■ EXTRACT TO READ

* [PATCH 0/2] arm64: fix the bugs found in the hugetlb test
@ 2016-11-03 2:27 Huang Shijie
2016-11-03 2:27 ` [PATCH 1/2] arm64: hugetlb: remove the wrong pmd check in find_num_contig() Huang Shijie
2016-11-03 2:27 ` [PATCH 2/2] arm64: hugetlb: fix the wrong address for several functions Huang Shijie
0 siblings, 2 replies; 7+ messages in thread
From: Huang Shijie @ 2016-11-03 2:27 UTC (permalink / raw)
To: catalin.marinas
Cc: will.deacon, steve.capper, kaly.xin, nd, dwoods,
linux-arm-kernel, linux-kernel, akpm, Huang Shijie
(1) Backgroud
For the arm64, the hugetlb page size can be 32M (PMD + Contiguous bit).
In the 4K page environment, the max page order is 10 (max_order - 1),
so 32M page is the gigantic page.
The arm64 MMU supports a Contiguous bit which is a hint that the PTE
is one of a set of contiguous entries which can be cached in a single
TLB entry. Please refer to the arm64v8 mannul :
DDI0487A_f_armv8_arm.pdf (in page D4-1811)

■ STATED PROBLEM
Summarize the patch cover letter above in three sentences. The data that comes next is separate from the cover letter above.

■ DATA LISTING
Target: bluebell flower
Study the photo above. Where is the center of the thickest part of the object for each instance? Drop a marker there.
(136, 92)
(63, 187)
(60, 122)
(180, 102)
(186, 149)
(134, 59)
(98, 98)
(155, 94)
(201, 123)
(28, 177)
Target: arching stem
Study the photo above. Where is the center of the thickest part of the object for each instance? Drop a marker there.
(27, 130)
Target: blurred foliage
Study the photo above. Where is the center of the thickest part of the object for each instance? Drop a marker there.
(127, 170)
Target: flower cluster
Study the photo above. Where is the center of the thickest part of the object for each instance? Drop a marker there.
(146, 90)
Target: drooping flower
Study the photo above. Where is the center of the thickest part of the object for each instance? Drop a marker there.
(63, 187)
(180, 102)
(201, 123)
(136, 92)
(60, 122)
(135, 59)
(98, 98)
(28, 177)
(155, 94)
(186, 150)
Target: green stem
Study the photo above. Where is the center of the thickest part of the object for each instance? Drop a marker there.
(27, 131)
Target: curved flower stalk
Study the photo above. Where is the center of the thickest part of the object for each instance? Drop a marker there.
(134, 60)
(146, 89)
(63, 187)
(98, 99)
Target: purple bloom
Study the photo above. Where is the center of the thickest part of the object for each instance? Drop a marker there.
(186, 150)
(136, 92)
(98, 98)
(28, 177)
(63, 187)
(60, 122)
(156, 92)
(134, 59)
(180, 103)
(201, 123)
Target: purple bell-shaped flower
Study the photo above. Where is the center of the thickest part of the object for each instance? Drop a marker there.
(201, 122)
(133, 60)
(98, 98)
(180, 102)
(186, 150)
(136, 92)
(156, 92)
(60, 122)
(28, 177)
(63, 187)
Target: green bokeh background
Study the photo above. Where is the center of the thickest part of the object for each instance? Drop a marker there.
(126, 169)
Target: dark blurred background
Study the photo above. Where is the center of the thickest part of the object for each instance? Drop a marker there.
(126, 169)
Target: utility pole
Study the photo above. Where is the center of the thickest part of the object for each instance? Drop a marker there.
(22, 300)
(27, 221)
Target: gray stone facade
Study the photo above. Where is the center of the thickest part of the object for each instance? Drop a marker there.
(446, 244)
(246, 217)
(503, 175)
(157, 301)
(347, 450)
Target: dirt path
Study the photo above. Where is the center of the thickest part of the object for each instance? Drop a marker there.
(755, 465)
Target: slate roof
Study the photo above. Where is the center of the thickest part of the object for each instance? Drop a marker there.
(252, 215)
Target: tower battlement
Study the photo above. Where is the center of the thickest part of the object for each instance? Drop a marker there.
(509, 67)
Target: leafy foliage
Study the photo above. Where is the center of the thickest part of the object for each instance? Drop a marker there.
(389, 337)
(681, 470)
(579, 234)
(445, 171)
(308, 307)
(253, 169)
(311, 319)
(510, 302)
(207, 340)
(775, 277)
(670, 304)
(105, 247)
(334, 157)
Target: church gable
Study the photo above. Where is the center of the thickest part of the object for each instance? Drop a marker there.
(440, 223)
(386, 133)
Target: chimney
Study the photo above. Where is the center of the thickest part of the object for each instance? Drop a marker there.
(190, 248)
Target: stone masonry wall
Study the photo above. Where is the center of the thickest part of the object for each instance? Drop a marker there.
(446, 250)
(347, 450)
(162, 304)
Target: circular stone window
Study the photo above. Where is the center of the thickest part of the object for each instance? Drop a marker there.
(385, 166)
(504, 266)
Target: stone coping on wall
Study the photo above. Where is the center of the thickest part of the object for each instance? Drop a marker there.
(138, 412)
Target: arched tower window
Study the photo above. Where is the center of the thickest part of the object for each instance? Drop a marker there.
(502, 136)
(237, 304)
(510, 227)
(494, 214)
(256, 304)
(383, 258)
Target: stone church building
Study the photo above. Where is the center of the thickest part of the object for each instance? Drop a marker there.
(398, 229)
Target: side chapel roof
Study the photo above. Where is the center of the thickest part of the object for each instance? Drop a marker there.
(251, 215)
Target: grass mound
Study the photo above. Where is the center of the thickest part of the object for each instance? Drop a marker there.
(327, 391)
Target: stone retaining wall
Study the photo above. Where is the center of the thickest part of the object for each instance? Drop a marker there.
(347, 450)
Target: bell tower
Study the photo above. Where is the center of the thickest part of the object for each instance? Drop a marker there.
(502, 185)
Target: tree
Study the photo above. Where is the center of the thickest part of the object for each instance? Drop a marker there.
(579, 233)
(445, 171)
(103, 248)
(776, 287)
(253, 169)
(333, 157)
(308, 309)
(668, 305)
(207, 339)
...
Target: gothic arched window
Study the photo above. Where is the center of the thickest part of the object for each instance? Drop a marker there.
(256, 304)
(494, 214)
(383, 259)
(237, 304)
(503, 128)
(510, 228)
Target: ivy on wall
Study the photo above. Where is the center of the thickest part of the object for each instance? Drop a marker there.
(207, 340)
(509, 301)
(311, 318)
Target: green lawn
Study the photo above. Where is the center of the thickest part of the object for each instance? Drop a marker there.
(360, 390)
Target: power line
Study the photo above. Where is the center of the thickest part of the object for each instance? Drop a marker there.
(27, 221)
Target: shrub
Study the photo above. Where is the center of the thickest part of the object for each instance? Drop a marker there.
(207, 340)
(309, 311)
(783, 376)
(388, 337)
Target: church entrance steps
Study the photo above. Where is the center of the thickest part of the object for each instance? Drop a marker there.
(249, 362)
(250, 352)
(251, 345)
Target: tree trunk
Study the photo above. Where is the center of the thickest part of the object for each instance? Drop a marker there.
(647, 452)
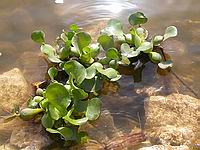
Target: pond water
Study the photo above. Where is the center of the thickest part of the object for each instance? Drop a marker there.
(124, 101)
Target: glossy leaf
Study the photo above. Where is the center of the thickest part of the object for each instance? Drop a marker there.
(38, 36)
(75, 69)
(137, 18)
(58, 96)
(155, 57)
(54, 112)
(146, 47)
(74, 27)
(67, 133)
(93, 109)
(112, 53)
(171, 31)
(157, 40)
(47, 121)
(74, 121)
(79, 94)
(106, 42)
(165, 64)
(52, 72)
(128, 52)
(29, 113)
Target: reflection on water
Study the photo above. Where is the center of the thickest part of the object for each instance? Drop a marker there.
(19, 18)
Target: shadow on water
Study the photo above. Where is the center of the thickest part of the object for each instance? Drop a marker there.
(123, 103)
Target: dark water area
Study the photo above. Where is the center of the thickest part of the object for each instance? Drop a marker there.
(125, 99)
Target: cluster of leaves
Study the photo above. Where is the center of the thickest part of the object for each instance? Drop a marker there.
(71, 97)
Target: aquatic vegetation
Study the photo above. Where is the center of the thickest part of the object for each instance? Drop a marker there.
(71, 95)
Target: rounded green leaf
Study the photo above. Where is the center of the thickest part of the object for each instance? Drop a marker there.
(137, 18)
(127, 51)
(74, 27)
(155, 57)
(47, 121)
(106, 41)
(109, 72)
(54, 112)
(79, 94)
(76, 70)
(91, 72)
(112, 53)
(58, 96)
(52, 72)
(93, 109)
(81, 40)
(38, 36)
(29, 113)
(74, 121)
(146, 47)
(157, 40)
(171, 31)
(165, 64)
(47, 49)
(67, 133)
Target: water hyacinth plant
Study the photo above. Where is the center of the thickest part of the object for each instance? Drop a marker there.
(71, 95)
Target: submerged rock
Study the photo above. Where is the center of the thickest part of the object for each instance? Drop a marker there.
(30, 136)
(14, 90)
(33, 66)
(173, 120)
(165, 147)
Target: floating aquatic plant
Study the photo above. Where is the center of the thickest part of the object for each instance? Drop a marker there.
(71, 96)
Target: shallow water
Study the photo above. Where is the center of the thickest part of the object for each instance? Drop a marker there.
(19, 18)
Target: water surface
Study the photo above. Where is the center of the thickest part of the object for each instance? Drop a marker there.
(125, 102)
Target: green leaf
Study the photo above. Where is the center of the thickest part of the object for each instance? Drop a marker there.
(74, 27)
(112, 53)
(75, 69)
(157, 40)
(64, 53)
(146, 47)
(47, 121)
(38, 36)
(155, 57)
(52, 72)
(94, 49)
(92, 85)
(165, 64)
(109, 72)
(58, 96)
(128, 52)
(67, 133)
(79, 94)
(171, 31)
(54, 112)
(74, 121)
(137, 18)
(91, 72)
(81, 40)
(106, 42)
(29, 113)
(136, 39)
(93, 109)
==
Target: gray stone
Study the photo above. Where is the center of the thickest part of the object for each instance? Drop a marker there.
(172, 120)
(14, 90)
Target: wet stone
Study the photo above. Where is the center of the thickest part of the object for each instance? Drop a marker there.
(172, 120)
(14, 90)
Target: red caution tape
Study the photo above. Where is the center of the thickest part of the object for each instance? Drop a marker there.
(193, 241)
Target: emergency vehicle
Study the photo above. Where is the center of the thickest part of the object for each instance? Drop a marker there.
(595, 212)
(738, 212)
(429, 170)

■ ANSWER TO THIS PROBLEM
Huang Shijie sent a two-patch series to fix bugs found in the arm64 hugetlb test. One patch removes a wrong pmd check in find_num_contig(), and the other fixes the wrong address for several functions. As background, the letter explains that an arm64 hugetlb page can be 32M (PMD plus the Contiguous bit), which makes it a gigantic page in the 4K page environment, and that the Contiguous bit hints that a PTE is one of a set of contiguous entries that can be cached in a single TLB entry.